PROMPT: From the passage below on the reactor feed and medium composition, copy word for word the stretch that begins at the words "DFR-1 was operated" and ends after "2.5 g/L EDTA.".

EXERCISE PASSAGE:
DFR-1 was operated with a mean feed soluble chemical oxygen demand (sCOD) concentration of 2.0 ± 0.5 g COD/L and 18 ± 0.5 mg/L of nitrogen (N), whereas the feed to DFR-2 had sCOD and N concentrations of 3.8 g/L and 34 mg/L, respectively. The composition of the basal medium used was as follows: 2 g/L MgSO₄·7H₂O, 0.05 g/L CaCl₂·2H₂O, 12.5 g/L K₂HPO₄, 7.5 g/L KH₂PO_4, and 1.0 mL/L of a trace elements solution. The trace elements solution had the following composition: 0.01 g/L CuCl₂·2H₂O, 2 g/L FeCl₃·6H₂O, 0.03 g/L NaMoO₄·2H₂O, 0.02 g/L NiCl₂·2H₂O, 1 g/L ZnSO₄·7H₂O, 0.2 g/L CoCl₂·6H₂O, 0.3 g/L KI, 0.3 g/L H₃BO₃, 0.03 g/L MnCl₂·4H₂O and 2.5 g/L EDTA.

RECORDED INFORMATION:
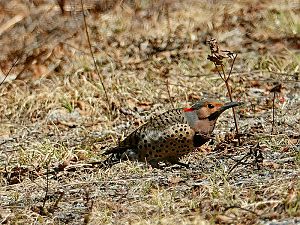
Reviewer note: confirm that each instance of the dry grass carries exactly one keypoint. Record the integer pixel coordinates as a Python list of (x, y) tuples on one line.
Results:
[(54, 115)]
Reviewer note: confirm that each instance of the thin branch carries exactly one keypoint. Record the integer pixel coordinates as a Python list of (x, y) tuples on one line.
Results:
[(94, 60)]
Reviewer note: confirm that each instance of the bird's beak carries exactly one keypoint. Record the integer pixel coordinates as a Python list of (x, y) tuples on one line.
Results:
[(226, 106)]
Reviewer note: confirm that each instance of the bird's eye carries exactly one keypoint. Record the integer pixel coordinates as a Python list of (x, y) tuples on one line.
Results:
[(210, 106)]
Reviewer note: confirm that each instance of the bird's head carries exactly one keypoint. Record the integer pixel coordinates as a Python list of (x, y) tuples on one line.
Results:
[(203, 115)]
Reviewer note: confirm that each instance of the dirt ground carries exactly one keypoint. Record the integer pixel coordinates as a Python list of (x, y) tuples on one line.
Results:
[(58, 112)]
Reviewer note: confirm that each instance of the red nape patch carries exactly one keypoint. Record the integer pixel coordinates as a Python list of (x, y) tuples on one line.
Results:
[(188, 109)]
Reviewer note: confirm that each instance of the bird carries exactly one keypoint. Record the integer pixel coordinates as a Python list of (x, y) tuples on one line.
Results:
[(170, 135)]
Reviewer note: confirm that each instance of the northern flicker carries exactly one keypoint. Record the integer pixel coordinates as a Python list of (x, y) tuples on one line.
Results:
[(171, 135)]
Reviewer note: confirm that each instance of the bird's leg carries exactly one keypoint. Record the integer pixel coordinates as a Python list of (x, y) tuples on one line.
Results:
[(154, 163)]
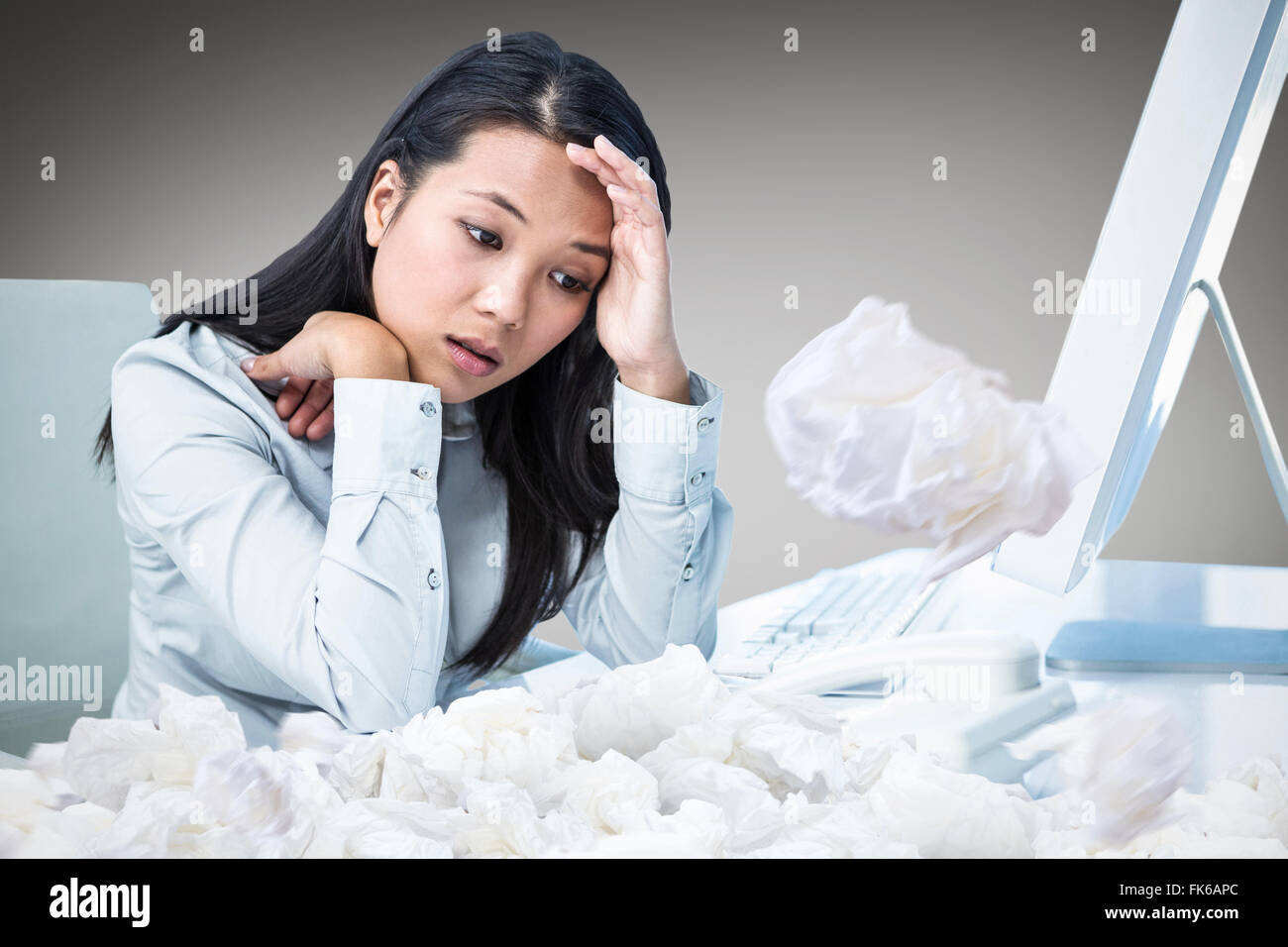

ANSWER FOR THE TASK:
DFR-1 was operated with a mean feed soluble chemical oxygen demand (sCOD) concentration of 2.0 ± 0.5 g COD/L and 18 ± 0.5 mg/L of nitrogen (N), whereas the feed to DFR-2 had sCOD and N concentrations of 3.8 g/L and 34 mg/L, respectively. The composition of the basal medium used was as follows: 2 g/L MgSO₄·7H₂O, 0.05 g/L CaCl₂·2H₂O, 12.5 g/L K₂HPO₄, 7.5 g/L KH₂PO_4, and 1.0 mL/L of a trace elements solution. The trace elements solution had the following composition: 0.01 g/L CuCl₂·2H₂O, 2 g/L FeCl₃·6H₂O, 0.03 g/L NaMoO₄·2H₂O, 0.02 g/L NiCl₂·2H₂O, 1 g/L ZnSO₄·7H₂O, 0.2 g/L CoCl₂·6H₂O, 0.3 g/L KI, 0.3 g/L H₃BO₃, 0.03 g/L MnCl₂·4H₂O and 2.5 g/L EDTA.